> Your objective:
From the line that includes "Objective — a point for each instance of the car rear" to the last line of the records, inclusive, repeat each line exactly.

— Start Supplied records —

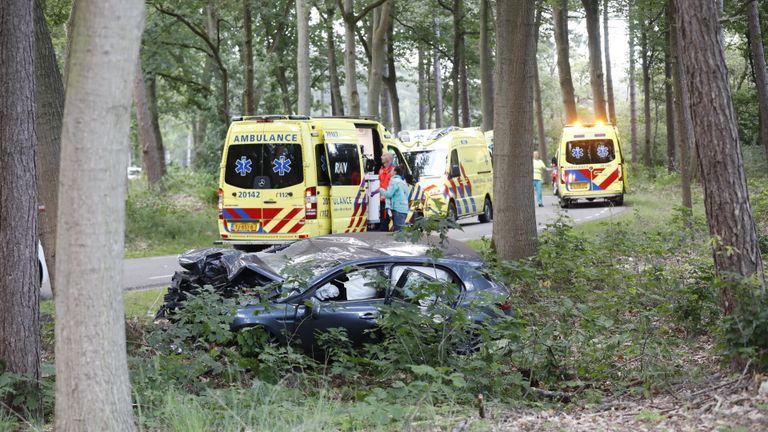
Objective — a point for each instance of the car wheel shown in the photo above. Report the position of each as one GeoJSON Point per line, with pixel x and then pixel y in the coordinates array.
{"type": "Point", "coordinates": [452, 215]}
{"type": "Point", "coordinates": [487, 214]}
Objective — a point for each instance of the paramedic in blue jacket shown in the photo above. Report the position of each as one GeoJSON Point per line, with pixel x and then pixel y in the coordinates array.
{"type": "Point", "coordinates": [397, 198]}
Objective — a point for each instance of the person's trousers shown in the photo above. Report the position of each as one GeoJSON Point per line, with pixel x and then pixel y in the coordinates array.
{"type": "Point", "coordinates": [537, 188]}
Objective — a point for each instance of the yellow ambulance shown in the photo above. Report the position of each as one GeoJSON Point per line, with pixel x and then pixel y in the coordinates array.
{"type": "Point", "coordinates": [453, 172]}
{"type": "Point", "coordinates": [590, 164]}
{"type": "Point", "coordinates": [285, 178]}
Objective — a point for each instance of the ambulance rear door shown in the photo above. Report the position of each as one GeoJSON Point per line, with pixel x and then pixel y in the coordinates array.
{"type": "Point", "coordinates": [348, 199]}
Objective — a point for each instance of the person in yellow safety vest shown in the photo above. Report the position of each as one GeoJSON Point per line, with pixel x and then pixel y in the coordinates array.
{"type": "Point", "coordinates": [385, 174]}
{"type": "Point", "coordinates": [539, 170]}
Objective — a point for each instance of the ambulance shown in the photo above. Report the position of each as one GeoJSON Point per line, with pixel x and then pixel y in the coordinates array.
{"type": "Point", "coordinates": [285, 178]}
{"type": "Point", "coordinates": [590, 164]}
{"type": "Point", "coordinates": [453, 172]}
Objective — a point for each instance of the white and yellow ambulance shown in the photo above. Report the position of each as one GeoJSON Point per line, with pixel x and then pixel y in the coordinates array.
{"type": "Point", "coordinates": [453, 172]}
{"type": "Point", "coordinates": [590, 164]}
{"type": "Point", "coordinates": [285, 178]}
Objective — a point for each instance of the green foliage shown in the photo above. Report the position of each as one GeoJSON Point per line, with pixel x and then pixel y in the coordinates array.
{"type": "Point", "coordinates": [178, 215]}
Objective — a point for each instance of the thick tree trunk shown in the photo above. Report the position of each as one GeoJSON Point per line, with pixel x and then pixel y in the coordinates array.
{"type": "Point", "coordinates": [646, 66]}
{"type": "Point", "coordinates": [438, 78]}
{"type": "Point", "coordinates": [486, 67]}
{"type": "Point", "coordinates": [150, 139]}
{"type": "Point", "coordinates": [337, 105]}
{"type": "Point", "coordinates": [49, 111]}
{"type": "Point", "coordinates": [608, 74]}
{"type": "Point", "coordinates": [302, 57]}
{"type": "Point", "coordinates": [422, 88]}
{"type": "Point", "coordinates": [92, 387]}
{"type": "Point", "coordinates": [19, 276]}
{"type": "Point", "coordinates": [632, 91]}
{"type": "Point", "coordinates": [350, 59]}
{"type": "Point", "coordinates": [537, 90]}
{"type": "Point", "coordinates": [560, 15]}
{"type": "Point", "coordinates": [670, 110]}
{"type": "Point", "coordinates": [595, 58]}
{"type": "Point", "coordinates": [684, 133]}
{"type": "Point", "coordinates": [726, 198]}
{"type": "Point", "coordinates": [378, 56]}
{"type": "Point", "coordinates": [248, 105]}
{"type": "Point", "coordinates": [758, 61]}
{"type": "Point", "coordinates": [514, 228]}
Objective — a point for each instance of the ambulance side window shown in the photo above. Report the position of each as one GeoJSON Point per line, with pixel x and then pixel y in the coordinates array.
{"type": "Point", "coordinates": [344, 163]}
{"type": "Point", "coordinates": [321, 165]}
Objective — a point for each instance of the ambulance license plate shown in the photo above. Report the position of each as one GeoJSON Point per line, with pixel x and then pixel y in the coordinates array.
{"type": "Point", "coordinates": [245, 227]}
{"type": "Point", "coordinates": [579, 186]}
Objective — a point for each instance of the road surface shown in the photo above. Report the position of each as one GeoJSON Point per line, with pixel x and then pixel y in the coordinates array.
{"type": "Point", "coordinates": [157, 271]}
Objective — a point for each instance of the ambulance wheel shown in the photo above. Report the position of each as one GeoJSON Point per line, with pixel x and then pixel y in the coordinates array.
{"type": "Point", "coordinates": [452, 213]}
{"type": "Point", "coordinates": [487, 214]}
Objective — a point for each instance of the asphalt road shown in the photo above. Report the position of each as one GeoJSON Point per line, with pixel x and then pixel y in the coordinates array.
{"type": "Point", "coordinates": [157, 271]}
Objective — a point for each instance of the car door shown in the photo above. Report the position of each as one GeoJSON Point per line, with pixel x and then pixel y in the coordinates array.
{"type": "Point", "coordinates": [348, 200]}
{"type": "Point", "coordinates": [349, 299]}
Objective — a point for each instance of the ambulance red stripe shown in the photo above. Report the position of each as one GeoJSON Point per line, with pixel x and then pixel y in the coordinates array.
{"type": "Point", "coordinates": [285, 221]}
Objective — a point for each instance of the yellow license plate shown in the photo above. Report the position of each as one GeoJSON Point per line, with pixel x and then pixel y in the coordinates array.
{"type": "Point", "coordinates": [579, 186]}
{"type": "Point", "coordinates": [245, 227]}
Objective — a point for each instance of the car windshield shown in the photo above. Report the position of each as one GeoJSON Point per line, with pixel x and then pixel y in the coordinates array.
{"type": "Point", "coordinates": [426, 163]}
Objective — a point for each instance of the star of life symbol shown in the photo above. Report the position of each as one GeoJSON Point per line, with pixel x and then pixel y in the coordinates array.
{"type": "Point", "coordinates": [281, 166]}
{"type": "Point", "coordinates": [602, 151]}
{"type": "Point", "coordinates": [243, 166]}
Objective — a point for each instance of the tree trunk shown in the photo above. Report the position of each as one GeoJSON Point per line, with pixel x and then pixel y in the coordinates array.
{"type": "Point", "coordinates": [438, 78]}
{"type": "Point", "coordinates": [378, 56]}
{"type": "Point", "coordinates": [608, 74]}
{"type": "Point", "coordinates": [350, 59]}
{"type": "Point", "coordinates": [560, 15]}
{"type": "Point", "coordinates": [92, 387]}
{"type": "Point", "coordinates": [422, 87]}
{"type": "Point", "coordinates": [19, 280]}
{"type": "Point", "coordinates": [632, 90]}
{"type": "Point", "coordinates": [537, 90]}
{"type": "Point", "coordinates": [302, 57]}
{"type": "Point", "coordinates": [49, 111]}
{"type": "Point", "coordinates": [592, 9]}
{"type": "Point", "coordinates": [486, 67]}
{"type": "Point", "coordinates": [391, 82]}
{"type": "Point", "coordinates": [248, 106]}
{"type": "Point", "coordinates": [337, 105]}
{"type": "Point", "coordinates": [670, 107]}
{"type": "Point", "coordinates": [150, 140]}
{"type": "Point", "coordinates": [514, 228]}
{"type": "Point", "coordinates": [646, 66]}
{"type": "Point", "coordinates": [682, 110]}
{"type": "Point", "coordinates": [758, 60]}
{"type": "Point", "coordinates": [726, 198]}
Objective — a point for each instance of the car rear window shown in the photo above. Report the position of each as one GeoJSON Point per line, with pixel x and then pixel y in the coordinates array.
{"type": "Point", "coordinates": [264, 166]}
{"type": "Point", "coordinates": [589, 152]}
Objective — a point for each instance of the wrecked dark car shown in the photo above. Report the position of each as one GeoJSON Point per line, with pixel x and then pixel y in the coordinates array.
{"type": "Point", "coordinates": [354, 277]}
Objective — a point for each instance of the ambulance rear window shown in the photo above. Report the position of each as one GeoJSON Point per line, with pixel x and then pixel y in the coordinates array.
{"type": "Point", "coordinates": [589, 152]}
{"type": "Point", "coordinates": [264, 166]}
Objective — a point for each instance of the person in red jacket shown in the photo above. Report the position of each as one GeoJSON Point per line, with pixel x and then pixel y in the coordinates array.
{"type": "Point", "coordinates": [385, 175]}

— End Supplied records —

> Correct response:
Objective — a point for each instance of the car rear window shown in the photo above. Report the position of each as one GeoJSON Point per line, with pixel x and then pixel y in the coordinates array.
{"type": "Point", "coordinates": [264, 166]}
{"type": "Point", "coordinates": [589, 152]}
Objective — a point for each instance of the wrecked dark car shown in the photo above. Report the position of each as one GeoJSON Point per line, with pixel x and then pixel y in the coordinates array.
{"type": "Point", "coordinates": [354, 277]}
Objective — a point for each instance of the ambulance rear window shown in the photo above. Report the position of each as one GeoJSON Point per line, with pixel x and then pixel y in the coordinates array.
{"type": "Point", "coordinates": [589, 152]}
{"type": "Point", "coordinates": [264, 166]}
Objective — a point for each instance of the person in red jacket shown in the photo above. Report the position of each as one GeoJSON Point per line, with pixel x and then pixel y in the coordinates array.
{"type": "Point", "coordinates": [385, 175]}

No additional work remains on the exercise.